[[ Page extract open ]]
That same summer I had an awesome opportunity to work for Dian Woodward and Christoph Schork in Moab, Utah at Global Endurance Training Center. I spent close to 2 months out in the desert riding endurance horses and crewing at rides, even getting the opportunity to crew for Christoph and his friends at Tevis Cup in 2012. Dian taught me a lot about breeding, genetics, feeding, etc and even let me cover one of her mares with their stallion before I left (what a rush!). Christoph taught me a lot about trimming and booting, so much in fact that I now trim and boot my own horses with confidence. There are too many memories and friendships that I made out there to describe in a short story, but all I can say is that I would go back in a heartbeat. 

Riding along the ridge (Moab, Utah)








Road Trip!








Christoph teaching me to glue on Easyboots








Scribing for the vets








Crewing at Tevis








Christoph & Dian








After selling Mag I took my time searching for my next endurance partner. My confidence was boosted by my trip to Moab, riding some pretty hot and unpredictable horses helped me find my fire again :wink: I searched and searched and turned down SO many horses it was depressing. At the near end of my search, just when I was about to give up, I found Selena. Now, if you couldn't tell by my previous horses, I am really not a mare person...but there was just something about Selena that told me she was the one. She was sassy and didn't trust anyone...unless you had food...then she would be sweet enough to come get it from you and then run :lol: I bought this little mare for $800 and prayed that I wasn't making a mistake. The day I went to get her it took us over 2 hours to get her on the trailer...eventually having to blindfold her to get her loaded...dear lord :shock: The first few months were a little rocky for us, she had to learn to trust me and I the same. After our initially bond I have never felt unsafe with her...she is solid, kind, loyal, and oh so forgiving. I took her to our first 15 mile CTR together in April (the same one I did with Taz) and she surprised me by taking 2nd place with a score of 97/100! Our second 15 mile CTR in June she took home 1st place with an almost perfect score of 99/100. I cried and cried and cried out of pure happiness. Yes, I know only 15 miles...but to me it was so much more than that...it was conformation that I had found my partner. We then attempted our first LD in October and Selena once again took my breath away and placed 1st out of 20 riders with a time of 3 hours and 38 minutes. Words can't describe how much I love this mare. The saddest part is that about a month ago I found out about her past from her original owner/breeder. Turns out she was starved almost to death and beaten consistently both over jumps and in her daily environment. Her owner states that she came off the trailer back to her home as a rack of bones with swollen welts all over her body from being whipped. I cried that day too...how could this mare ever be a part of something so awful, yet have the courage to forgive and trust a complete stranger? Horses are amazing...and Selena was truly a diamond in the rough for which I am grateful to have found. Last year we covered 468.09 trail miles and this year I hope to do the same. Hoping to do a couple more LDs and then maybe attempting a slow 50...then I can call myself a true endurance rider :wink:

Selena!








OH! AND I ALMOST FORGOT!
[[ Page extract closed ]]
[[ Data for review open ]]
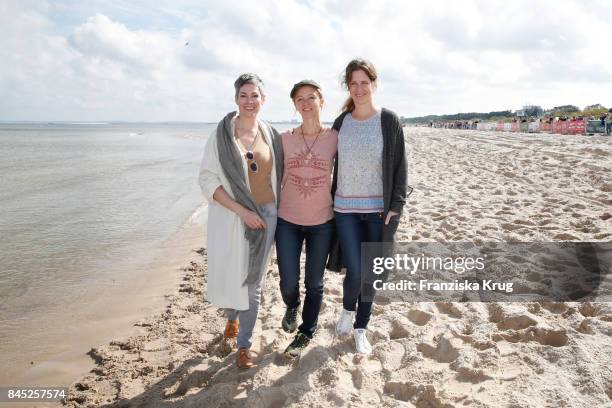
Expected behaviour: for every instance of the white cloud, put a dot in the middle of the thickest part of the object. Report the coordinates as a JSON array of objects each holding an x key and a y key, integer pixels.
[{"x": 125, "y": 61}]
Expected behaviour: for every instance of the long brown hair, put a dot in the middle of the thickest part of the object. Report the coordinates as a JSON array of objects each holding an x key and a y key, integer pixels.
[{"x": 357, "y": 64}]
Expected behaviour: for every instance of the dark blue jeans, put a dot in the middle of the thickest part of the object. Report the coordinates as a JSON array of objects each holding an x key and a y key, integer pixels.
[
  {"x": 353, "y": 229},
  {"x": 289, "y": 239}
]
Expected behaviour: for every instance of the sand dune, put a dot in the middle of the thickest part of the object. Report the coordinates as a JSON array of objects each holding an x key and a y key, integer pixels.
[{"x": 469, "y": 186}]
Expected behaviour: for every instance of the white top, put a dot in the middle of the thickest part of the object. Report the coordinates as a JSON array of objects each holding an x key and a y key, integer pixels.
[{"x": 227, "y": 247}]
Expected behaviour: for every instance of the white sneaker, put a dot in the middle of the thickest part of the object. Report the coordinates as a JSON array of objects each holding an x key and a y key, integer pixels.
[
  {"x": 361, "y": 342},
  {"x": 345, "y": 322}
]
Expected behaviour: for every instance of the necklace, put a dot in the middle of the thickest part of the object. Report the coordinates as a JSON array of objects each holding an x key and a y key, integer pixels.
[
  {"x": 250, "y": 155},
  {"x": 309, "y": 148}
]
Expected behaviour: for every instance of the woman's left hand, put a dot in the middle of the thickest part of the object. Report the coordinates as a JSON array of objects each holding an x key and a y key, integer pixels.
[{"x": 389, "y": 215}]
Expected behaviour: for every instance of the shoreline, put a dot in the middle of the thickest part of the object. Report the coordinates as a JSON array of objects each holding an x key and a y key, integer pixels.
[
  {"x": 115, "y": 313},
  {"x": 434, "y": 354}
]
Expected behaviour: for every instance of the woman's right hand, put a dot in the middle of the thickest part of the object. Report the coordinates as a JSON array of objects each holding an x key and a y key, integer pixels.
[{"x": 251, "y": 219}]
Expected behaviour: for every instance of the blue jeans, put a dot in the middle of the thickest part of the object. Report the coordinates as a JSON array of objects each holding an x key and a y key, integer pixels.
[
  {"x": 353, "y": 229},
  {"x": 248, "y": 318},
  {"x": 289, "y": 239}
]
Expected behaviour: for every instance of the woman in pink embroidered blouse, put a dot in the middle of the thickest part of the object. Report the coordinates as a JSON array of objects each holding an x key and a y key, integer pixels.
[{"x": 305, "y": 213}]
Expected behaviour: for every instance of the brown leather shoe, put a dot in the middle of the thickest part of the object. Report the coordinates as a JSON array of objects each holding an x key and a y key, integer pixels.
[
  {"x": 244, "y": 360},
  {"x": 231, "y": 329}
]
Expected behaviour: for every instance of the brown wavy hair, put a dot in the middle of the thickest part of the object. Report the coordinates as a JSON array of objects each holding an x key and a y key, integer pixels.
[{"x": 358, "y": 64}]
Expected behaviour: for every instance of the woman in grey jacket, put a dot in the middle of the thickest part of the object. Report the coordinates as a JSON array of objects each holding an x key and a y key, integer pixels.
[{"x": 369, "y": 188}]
[[ Data for review closed ]]
■ Problem details
Answer the following questions about the endurance riding story.
1. In what town and state is Global Endurance Training Center located?
2. How much did the writer pay for Selena?
3. What place and time did Selena earn in her first LD?

■ Solution to this problem
1. Moab, Utah.
2. $800.
3. First place out of 20 riders, with a time of 3 hours and 38 minutes.